▶ **To be done**
Write out the material exactly, with the pictures left out.

▶ **Supplied data**
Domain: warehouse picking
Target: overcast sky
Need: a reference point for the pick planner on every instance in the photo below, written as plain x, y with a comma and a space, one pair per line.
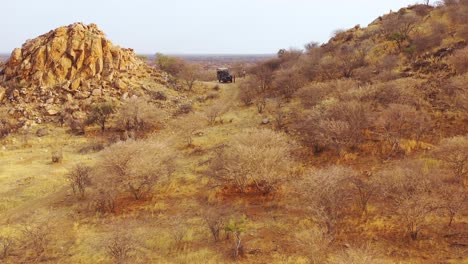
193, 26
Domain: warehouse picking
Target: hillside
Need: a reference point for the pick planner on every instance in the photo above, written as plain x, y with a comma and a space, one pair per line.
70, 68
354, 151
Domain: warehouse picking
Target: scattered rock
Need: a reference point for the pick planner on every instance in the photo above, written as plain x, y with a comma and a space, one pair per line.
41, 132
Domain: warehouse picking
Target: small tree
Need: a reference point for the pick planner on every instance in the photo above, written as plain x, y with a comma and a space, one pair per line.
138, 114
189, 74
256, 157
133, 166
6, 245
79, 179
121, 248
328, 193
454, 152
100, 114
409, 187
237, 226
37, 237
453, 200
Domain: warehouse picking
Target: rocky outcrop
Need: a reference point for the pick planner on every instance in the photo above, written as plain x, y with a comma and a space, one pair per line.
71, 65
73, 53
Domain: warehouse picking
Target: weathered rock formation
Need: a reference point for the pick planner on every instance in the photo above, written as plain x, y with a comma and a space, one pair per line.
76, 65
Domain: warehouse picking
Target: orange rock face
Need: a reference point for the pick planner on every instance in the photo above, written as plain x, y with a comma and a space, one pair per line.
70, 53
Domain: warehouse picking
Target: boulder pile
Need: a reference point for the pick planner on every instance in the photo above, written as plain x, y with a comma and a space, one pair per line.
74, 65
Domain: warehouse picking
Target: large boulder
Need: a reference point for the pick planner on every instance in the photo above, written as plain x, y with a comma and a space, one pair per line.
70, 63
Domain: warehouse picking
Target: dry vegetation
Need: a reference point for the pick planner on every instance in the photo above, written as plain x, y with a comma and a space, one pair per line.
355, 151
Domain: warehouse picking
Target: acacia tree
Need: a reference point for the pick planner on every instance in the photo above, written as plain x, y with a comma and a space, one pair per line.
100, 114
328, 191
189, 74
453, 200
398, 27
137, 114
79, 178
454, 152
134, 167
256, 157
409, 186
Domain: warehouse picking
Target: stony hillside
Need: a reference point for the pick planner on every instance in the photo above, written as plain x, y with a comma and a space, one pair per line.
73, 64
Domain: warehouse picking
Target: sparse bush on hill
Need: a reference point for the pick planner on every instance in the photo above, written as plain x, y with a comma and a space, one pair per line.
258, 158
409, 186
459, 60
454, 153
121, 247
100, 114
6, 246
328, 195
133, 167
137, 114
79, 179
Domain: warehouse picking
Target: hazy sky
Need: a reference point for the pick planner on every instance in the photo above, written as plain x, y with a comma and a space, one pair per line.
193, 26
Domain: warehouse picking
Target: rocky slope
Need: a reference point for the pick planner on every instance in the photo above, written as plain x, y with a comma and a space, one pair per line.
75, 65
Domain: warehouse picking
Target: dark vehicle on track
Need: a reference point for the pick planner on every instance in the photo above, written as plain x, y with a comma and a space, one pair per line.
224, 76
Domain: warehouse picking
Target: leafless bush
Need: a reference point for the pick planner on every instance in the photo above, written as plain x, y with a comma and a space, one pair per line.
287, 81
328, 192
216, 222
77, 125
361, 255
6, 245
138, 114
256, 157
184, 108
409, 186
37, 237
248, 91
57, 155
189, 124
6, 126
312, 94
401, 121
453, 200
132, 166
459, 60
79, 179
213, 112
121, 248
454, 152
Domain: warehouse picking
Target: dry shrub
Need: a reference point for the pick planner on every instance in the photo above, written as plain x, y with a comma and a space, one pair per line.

▶ **Exercise solution**
Domain: warehouse picking
Target: overcast sky
Need: a reference point for the pick planner on every instance in the photo below, written as plain x, y with a comma and a space, one pair per line.
193, 26
Domain: warehouse picking
Target: hillside
Need: a reference point for the pick planner on every instance in the photo above, written as plain x, y with a comma and a space, one pair per line.
70, 68
354, 151
Domain: warehouse picking
Target: scattered rock
Need: a reference point for the pick planner on every instance in the photo above, written as plain x, y with a comma and a space, one pair per line.
41, 132
Domain: warehouse picking
Target: small tree
Need: a reference point for the pick planner on every instance in the photo above, written as plain x, y with a comma and a space, one pair per line.
138, 114
189, 74
256, 157
133, 166
6, 245
79, 179
121, 248
328, 193
454, 152
100, 114
409, 187
237, 226
37, 237
453, 200
Domain: warehouse picking
Target: rocky outcrop
Need: a reference point for the pick planner on every instance in the photo above, written as plain x, y with a comma and a space, one pair per line.
71, 65
73, 53
Domain: warehouse picking
Target: weathered rock formation
Need: a reference point for the pick planner on every instance in the photo above, written as plain x, y with a comma and a space, one pair per line.
76, 65
Domain: warehouse picking
Target: orange rock face
Need: a reference point for the pick planner on every instance in the photo above, written as plain x, y with a comma and a space, one pair per line.
70, 53
Domain: warehouse picking
Target: boulder pile
Need: a reference point for the pick planner on every instance in the photo above, written as plain x, y with a comma and a space, one pair per line.
74, 65
Domain: warehouse picking
Target: large boulder
Need: a reference point for the pick planner on every instance in the photo above, written as plain x, y with a comma and a space, one pair per line.
70, 63
Domain: warehouse picking
Target: dry vegetation
Need: a reference point for the pick planner on every instance in the photo above, written as plain x, y with a comma and a space, one pair per line.
355, 151
Domain: warehouse picking
Target: acacia tree
Need: a reference point for the pick planner on every instance in the photo above, written as plain x, y with a comma and a space, one pair per line.
100, 114
328, 191
189, 74
453, 200
398, 27
137, 114
79, 178
454, 152
134, 167
256, 157
409, 186
Domain: warehouse picking
Target: stony hillside
Need: a reference point for the pick planner on every instance in the photo above, written as plain x, y with a comma and a space, one pair per line.
73, 64
Domain: warehouse picking
Target: sparse bush on hill
Need: a reference point for the pick planner on every instance in the photo above, written as plain x, y with a comma and a space, one pair per line.
258, 158
409, 186
459, 60
454, 153
121, 247
100, 114
6, 246
328, 195
133, 167
137, 114
79, 179
Domain: warehouse picking
Target: hazy sky
Need: a reference point for the pick planner on every instance in the photo above, written as plain x, y with a comma and a space, one pair per line.
193, 26
Domain: warehouse picking
Target: rocky slope
Need: a reference point for the pick planner on every instance in the photo above, written as plain x, y with a comma and a space, one pair per line.
75, 65
Domain: warehouse picking
Target: dark vehicle on track
Need: a reference point for the pick planner on every instance in the photo above, written as plain x, y with a comma and a space, one pair per line.
224, 76
Domain: warehouse picking
Target: leafless bush
Need: a reference point for the pick planner on every instance in the photo above, written as plain x, y with a comma and a space, one pair per line.
287, 81
328, 192
216, 222
77, 125
361, 255
6, 245
138, 114
256, 157
184, 108
409, 186
37, 237
248, 91
57, 155
189, 124
6, 126
312, 94
401, 121
453, 200
132, 166
459, 60
79, 179
213, 112
121, 248
454, 152
Domain: warehouse picking
Target: dry shrub
Need: a reference point for the pick planner on every instance in the photo above, written as plain x, y with a comma and a space, one pair per line.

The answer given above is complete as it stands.